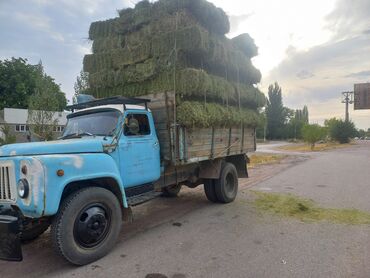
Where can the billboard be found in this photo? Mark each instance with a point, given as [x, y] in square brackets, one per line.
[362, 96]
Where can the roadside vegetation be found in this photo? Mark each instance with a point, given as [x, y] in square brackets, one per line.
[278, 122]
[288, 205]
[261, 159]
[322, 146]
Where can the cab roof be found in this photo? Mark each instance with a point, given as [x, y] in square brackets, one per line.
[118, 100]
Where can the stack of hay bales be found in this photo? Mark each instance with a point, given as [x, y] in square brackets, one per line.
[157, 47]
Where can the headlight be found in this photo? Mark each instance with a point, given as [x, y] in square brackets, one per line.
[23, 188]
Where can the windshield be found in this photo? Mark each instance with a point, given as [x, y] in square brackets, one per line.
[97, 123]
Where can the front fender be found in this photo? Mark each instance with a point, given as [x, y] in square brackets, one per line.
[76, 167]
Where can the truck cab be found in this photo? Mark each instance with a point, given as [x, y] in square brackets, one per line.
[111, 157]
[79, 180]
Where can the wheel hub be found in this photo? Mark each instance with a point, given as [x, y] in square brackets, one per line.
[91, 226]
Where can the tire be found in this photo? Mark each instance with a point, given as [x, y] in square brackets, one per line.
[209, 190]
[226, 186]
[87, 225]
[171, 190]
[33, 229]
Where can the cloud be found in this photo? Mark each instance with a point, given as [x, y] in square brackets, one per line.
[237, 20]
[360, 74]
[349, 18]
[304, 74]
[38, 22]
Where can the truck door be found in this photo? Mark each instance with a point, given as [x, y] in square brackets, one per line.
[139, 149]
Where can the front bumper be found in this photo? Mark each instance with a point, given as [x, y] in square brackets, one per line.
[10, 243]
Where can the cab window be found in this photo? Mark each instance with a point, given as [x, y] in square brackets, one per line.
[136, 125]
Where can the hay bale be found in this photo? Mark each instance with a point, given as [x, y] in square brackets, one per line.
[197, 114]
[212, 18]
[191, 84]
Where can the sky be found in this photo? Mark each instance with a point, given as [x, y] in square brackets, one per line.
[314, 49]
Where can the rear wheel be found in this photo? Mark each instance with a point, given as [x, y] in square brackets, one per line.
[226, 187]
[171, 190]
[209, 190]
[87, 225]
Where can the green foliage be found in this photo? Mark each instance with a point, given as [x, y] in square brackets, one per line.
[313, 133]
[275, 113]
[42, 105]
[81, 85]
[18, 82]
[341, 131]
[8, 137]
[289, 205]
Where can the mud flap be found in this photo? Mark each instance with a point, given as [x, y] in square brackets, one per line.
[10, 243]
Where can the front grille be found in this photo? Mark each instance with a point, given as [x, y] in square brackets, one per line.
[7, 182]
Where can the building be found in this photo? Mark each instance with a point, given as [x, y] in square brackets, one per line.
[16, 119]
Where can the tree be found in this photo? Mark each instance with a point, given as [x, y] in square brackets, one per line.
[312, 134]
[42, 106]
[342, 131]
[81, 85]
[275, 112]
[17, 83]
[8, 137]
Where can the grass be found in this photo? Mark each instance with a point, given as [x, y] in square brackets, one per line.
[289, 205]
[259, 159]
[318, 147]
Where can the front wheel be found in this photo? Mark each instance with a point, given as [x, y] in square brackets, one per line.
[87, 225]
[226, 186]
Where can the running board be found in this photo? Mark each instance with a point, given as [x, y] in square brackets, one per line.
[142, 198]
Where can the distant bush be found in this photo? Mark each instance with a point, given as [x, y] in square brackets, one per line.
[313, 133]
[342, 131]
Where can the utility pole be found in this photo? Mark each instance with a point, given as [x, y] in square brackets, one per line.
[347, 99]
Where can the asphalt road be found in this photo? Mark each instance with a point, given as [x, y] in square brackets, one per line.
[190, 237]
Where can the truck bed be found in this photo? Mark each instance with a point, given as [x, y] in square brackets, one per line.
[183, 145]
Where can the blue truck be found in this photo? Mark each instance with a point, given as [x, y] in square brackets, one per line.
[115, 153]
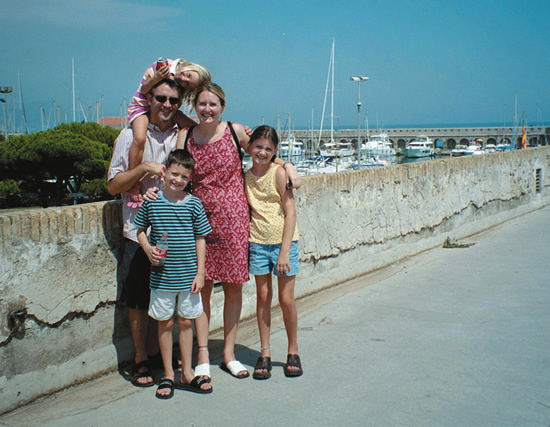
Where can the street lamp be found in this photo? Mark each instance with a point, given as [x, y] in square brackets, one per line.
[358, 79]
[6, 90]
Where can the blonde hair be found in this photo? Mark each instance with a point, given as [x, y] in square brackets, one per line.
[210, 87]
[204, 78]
---
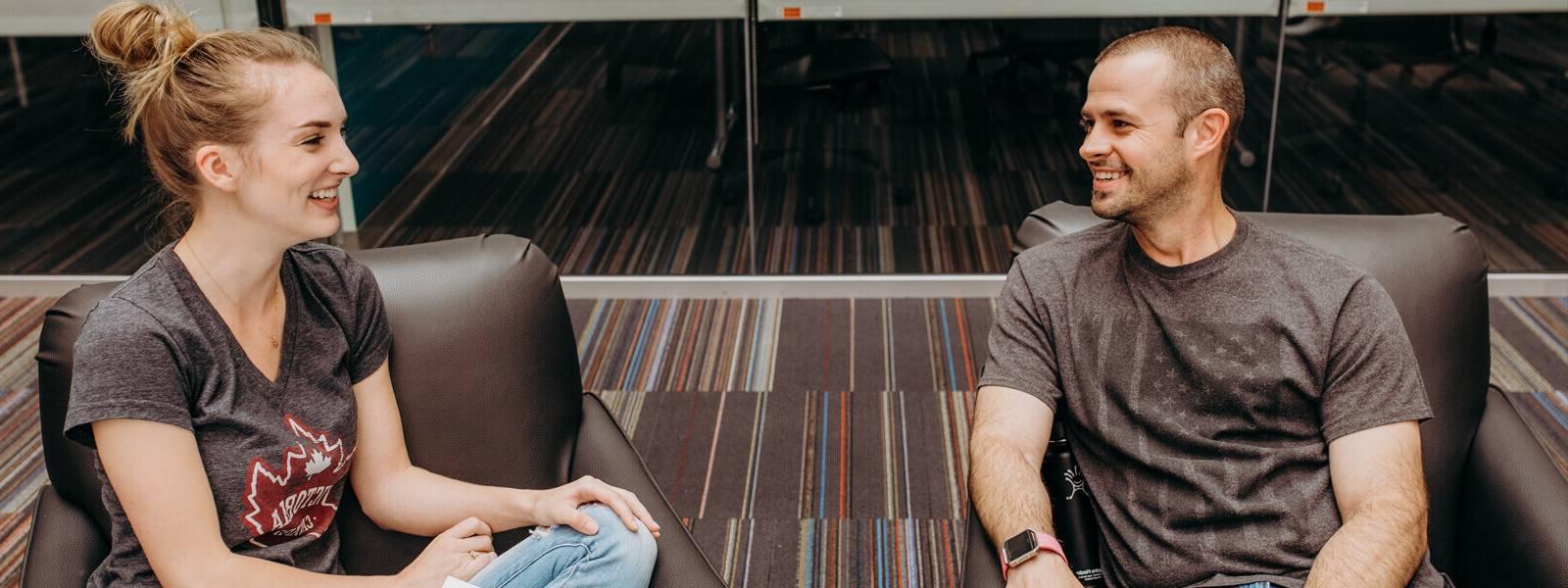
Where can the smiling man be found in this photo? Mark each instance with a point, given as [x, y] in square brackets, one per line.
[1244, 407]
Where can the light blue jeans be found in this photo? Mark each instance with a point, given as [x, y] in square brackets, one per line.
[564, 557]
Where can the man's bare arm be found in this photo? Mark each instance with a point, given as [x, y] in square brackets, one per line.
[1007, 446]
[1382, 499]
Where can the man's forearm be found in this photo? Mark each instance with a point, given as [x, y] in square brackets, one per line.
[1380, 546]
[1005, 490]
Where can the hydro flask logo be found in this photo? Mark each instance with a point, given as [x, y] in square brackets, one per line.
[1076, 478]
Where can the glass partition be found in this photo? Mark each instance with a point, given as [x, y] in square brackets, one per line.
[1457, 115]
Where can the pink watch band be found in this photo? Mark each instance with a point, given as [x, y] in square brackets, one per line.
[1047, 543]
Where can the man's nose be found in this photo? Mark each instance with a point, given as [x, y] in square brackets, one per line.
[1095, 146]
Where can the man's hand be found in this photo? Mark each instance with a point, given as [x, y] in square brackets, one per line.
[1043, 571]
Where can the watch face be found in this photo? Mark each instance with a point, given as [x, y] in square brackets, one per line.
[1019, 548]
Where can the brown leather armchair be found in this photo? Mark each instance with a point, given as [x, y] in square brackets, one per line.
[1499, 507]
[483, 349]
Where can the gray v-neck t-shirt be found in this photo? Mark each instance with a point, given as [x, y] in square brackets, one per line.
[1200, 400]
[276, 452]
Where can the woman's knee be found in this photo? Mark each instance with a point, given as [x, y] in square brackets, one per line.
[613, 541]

* WORK TO BE COMPLETED *
Print the data above, unchanged, from the line containing "Where can the pink" through the line containing "[1043, 571]", including both of those lines.

* WRITTEN RESPONSE *
Where can the pink watch band be found in this photo? Mark each instance with a point, given as [x, y] in square brackets, one per line.
[1047, 543]
Where can the man's nose be found in this photo? Mark each instance with a point, given as [x, y] in square brackets, one per line.
[1095, 146]
Where can the man's hand be found in this photo? Mark each instance with a point, given as [x, y] in square brackets, one per line.
[1043, 571]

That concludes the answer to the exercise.